Data under study
______________________________

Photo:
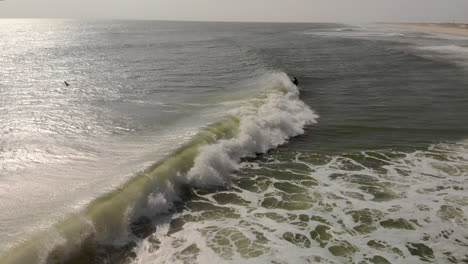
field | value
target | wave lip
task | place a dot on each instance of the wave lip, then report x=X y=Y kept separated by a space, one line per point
x=266 y=122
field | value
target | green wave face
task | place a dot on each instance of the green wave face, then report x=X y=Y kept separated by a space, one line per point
x=106 y=220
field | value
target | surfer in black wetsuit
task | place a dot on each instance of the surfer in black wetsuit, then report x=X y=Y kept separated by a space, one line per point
x=295 y=81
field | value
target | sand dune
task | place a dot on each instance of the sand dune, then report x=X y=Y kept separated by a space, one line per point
x=442 y=28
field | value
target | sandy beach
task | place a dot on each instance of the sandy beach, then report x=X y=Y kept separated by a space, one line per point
x=441 y=28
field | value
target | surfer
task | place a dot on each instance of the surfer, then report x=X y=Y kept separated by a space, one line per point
x=295 y=81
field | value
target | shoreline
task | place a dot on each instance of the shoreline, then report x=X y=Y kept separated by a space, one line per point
x=455 y=29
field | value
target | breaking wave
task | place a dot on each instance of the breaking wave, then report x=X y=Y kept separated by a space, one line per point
x=116 y=219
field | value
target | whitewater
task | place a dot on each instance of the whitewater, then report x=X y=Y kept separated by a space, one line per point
x=184 y=142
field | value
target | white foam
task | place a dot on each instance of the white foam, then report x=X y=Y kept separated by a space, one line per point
x=279 y=117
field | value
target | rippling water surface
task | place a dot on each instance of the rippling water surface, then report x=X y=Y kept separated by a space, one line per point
x=182 y=142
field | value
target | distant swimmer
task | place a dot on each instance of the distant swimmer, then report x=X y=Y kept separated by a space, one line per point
x=295 y=81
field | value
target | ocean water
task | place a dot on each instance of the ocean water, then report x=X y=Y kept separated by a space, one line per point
x=186 y=142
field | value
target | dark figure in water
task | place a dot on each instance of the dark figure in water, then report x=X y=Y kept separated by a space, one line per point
x=295 y=81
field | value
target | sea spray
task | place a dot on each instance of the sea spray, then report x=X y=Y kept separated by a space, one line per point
x=105 y=225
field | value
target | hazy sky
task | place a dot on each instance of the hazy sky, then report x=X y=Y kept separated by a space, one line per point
x=243 y=10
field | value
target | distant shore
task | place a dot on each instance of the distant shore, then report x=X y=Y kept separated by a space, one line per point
x=456 y=29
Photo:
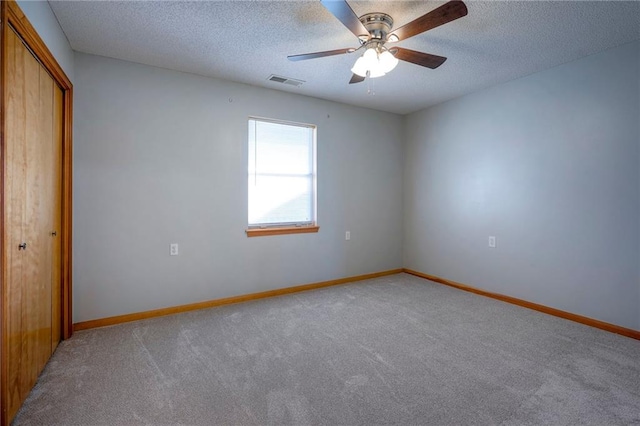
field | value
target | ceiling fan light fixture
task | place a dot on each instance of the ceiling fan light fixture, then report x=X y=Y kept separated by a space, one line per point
x=373 y=64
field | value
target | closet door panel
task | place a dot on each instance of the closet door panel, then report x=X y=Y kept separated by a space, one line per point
x=56 y=258
x=15 y=193
x=32 y=288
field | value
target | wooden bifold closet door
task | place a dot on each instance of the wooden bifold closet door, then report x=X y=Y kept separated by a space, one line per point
x=32 y=219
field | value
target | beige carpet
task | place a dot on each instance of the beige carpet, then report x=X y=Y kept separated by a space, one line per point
x=392 y=350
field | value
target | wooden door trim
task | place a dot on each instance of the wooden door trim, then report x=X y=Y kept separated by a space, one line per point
x=12 y=18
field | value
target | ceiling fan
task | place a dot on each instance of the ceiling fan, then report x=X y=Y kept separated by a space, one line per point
x=374 y=30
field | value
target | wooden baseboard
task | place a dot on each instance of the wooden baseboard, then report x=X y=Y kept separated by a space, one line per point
x=119 y=319
x=628 y=332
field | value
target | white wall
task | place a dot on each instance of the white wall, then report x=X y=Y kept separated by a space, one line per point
x=161 y=157
x=550 y=165
x=41 y=16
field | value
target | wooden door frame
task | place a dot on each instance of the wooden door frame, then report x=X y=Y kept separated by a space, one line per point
x=12 y=18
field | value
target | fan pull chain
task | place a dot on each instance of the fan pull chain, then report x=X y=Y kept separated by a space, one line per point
x=371 y=90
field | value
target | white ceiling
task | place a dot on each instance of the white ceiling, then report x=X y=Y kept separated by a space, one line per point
x=247 y=41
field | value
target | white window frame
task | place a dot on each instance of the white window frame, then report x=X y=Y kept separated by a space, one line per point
x=260 y=229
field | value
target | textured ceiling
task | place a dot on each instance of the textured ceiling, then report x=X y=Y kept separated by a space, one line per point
x=247 y=41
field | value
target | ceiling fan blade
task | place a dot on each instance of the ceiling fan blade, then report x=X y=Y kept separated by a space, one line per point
x=356 y=79
x=419 y=58
x=343 y=12
x=446 y=13
x=314 y=55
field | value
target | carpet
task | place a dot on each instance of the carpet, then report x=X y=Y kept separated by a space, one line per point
x=392 y=350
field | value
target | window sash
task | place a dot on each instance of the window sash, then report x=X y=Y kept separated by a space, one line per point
x=281 y=187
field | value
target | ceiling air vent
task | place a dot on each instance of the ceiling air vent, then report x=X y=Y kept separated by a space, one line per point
x=285 y=80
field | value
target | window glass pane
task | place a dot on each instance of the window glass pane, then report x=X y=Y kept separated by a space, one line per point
x=281 y=173
x=276 y=199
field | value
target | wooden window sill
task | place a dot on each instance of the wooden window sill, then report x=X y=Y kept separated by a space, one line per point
x=263 y=232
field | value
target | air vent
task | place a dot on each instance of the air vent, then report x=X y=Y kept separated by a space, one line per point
x=285 y=80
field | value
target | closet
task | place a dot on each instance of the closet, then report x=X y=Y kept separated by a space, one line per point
x=35 y=279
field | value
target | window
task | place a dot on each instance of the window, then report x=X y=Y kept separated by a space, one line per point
x=282 y=177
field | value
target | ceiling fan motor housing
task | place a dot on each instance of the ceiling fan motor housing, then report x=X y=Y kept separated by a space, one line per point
x=378 y=24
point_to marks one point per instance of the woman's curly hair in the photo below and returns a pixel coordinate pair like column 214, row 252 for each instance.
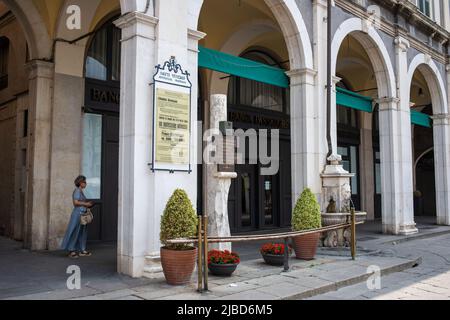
column 79, row 180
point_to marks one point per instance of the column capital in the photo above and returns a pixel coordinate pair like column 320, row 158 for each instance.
column 388, row 103
column 402, row 43
column 137, row 24
column 196, row 35
column 302, row 76
column 132, row 18
column 320, row 3
column 441, row 119
column 335, row 80
column 40, row 69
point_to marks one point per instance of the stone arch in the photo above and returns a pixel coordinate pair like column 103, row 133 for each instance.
column 371, row 41
column 293, row 27
column 441, row 134
column 34, row 28
column 434, row 80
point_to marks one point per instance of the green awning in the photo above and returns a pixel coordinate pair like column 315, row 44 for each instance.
column 353, row 100
column 240, row 67
column 420, row 119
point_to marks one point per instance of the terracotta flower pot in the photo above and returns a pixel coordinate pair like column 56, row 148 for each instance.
column 225, row 270
column 305, row 246
column 273, row 260
column 178, row 265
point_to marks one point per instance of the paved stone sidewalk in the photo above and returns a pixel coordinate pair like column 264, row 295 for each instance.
column 429, row 281
column 253, row 280
column 42, row 275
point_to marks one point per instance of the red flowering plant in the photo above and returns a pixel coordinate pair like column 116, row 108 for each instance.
column 223, row 257
column 276, row 249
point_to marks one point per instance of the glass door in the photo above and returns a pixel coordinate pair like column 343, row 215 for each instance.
column 350, row 162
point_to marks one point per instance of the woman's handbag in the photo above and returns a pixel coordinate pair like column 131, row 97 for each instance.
column 86, row 218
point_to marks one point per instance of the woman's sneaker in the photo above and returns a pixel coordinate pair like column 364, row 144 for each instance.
column 85, row 254
column 73, row 255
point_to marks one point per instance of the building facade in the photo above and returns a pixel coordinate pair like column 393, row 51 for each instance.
column 76, row 97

______________________________

Task statement
Word for word, repeat the material above and drop the pictures.

Problem solution
Photo:
field | value
target | wave lip
task | place a dot on each instance of the wave lip, then report x=X y=Y kept separated by a space, one line per point
x=266 y=122
field | value
target | green wave face
task | place a dot on each instance of the green wave face, then report x=X y=Y kept separated by a space, one line per point
x=106 y=220
field | value
target | surfer in black wetsuit
task | place a dot on each instance of the surfer in black wetsuit, then report x=X y=Y kept separated by a space, one line per point
x=295 y=81
field | value
target | sand dune
task | place a dot on each instance of the sand dune, then report x=X y=Y kept separated by a space, one line per point
x=442 y=28
field | value
target | sandy beach
task | place a dot on each instance of the sandy beach, then report x=X y=Y kept separated by a space, one line per point
x=441 y=28
field | value
target | surfer
task | place a dot on each instance of the surfer, then report x=X y=Y kept separated by a space, one line per point
x=295 y=81
field | value
target | shoreline
task | place a dot on each instance of the shoreline, then report x=X y=Y kept separated by a space, one line per point
x=455 y=29
field | value
target | breaking wave
task | place a dot on each instance of the breaking wave, then report x=X y=Y kept separated by a space, one line per point
x=116 y=219
field | value
target | whitewater
task | place a dot on each instance of the whitewater, then report x=X y=Y kept separated by a space, one line per point
x=184 y=142
field | value
target | white foam
task | place a dot on each instance of the white foam, then report x=X y=Y kept separated by a space, one line per point
x=279 y=117
field | value
target | rippling water surface
task | place a dot on each instance of the rippling water surface, then report x=X y=Y kept separated by a space, one line per point
x=182 y=142
field | value
target | distant swimmer
task | place a dot on each instance of the distant swimmer, then report x=X y=Y kept separated by a space, one line per point
x=295 y=81
field | value
target | ocean water
task | place a dot on each instance of the ocean water, then report x=X y=Y kept separated by a space, one line per point
x=186 y=142
field | value
target | dark figure in water
task | place a dot on each instance of the dark figure in water, then report x=X y=Y kept separated by a space, one line per point
x=295 y=81
field | value
target | sea spray
task | place a dot on each instance of the sea spray, then report x=X y=Y kept separated by a space, one line per point
x=105 y=225
field | value
target | hazy sky
task | place a dot on each instance of the hazy sky, then report x=X y=Y kept separated by a space, one line per point
x=243 y=10
field | value
target | distant shore
task | place a dot on each instance of the distant shore, then report x=X y=Y kept separated by a space, one line per point
x=456 y=29
Photo:
field | value
target | ceiling fan light fixture
task | place a dot on each instance of the ceiling fan light fixture, then report x=X y=Y kept separated by a space, one line per point
x=373 y=64
field | value
target | closet door panel
task | place a dot on each instance of the closet door panel, then report x=X y=Y kept separated by a space, one line per point
x=56 y=258
x=15 y=193
x=32 y=288
field | value
target | wooden bifold closet door
task | place a dot on each instance of the wooden bifold closet door, then report x=X y=Y kept separated by a space, one line per point
x=32 y=219
field | value
target | beige carpet
task | place a dot on each instance of the beige carpet, then report x=X y=Y kept separated by a space, one line per point
x=392 y=350
field | value
target | wooden door trim
task | place a dot on each instance of the wooden door trim, then report x=X y=Y kept separated by a space, one line per point
x=12 y=18
field | value
target | ceiling fan
task | place a dot on each instance of the ceiling fan, then report x=X y=Y kept separated by a space, one line per point
x=374 y=30
field | value
target | wooden baseboard
task | place a dot on each instance of the wooden baseboard, then report x=X y=Y kept separated by a space, one line per point
x=119 y=319
x=628 y=332
field | value
target | white wall
task | place a dot on each instance of the white wall, then report x=X y=Y kept separated by a space, one line per point
x=161 y=157
x=550 y=165
x=41 y=16
field | value
target | wooden door frame
task | place a dot on each instance of the wooden door frame, then report x=X y=Y kept separated by a space, one line per point
x=12 y=18
field | value
target | fan pull chain
task | place a dot on each instance of the fan pull chain, then report x=X y=Y kept separated by a space, one line per point
x=371 y=90
field | value
target | white ceiling
task | place a dot on each instance of the white ceiling, then report x=X y=Y kept separated by a space, one line per point
x=247 y=41
field | value
target | white window frame
task | place a dot on each instance of the white window frame, then report x=X y=Y kept separated by a space, one line per point
x=260 y=229
field | value
target | textured ceiling
task | place a dot on each instance of the textured ceiling, then report x=X y=Y kept separated by a space, one line per point
x=247 y=41
field | value
target | ceiling fan blade
task | place a dot on each instance of the ceiling fan blade, then report x=X y=Y kept separated by a space, one line per point
x=356 y=79
x=419 y=58
x=343 y=12
x=446 y=13
x=314 y=55
field | value
target | carpet
task | place a dot on each instance of the carpet, then report x=X y=Y kept separated by a space, one line per point
x=392 y=350
field | value
target | window sash
task | place a dot on each instance of the window sash, then report x=X y=Y kept separated by a space, one line per point
x=281 y=187
field | value
target | ceiling air vent
task | place a dot on each instance of the ceiling air vent, then report x=X y=Y kept separated by a space, one line per point
x=285 y=80
field | value
target | window glass pane
task | place a dot on each instance of the window glass pane, then report x=X y=Y kept separated by a space, one line per point
x=281 y=173
x=276 y=199
field | value
target | wooden window sill
task | place a dot on each instance of the wooden window sill, then report x=X y=Y kept separated by a space, one line per point
x=263 y=232
field | value
target | air vent
task | place a dot on each instance of the air vent, then report x=X y=Y kept separated by a space, one line per point
x=285 y=80
field | value
target | closet
task | place a dot on each instance of the closet, then report x=X y=Y kept separated by a space, one line per point
x=35 y=279
field | value
target | window
task | place a dot on each instance of the window, then report x=X y=Y kept separated by a space, one line per point
x=282 y=177
field | value
target | ceiling fan motor housing
task | place a dot on each instance of the ceiling fan motor housing, then report x=X y=Y kept separated by a space, one line per point
x=378 y=24
point_to marks one point per instance of the woman's curly hair in the photo below and returns a pixel coordinate pair like column 214, row 252 for each instance.
column 79, row 180
point_to marks one point per instance of the column capital in the photo above and returns a pixel coordinate pair like column 320, row 158 for each instance.
column 388, row 103
column 402, row 43
column 137, row 24
column 196, row 35
column 302, row 76
column 132, row 18
column 320, row 3
column 441, row 119
column 335, row 80
column 40, row 69
point_to marks one point per instance of the stone arch in the photo above and returns a pixel coordinate pair like column 103, row 133 for each instance.
column 371, row 41
column 293, row 27
column 441, row 134
column 34, row 28
column 434, row 80
point_to marks one point per instance of the green awning in the photo above and returns a pixel coordinate pair like column 315, row 44 for each instance.
column 353, row 100
column 240, row 67
column 420, row 119
point_to marks one point per instance of the terracotta flower pot in the photo above and returns a pixel coordinate pair like column 56, row 148 for each instance.
column 225, row 270
column 305, row 246
column 273, row 260
column 178, row 265
point_to marks one point per instance of the paved stone sidewalk in the photo above and returns a pixel coordinate pair like column 264, row 295 for each instance.
column 429, row 281
column 253, row 280
column 42, row 275
point_to marks one point per instance of the red flowering plant in the photo above and returns a pixel coordinate pair like column 116, row 108 for each instance.
column 223, row 257
column 276, row 249
point_to marks one point per instance of the glass door in the photo above and returns a pixel coordinate pair like column 343, row 215 for each instance.
column 350, row 162
point_to marks one point per instance of the woman's handbag in the photo above and returns a pixel coordinate pair like column 131, row 97 for each instance.
column 86, row 218
point_to marks one point per instance of the woman's sneaker in the photo above and returns a pixel coordinate pair like column 364, row 144 for each instance.
column 85, row 254
column 73, row 255
point_to marks one point per instance of the building facade in the photo above and returns a pixel coordinate pair like column 393, row 51 for each instance.
column 76, row 97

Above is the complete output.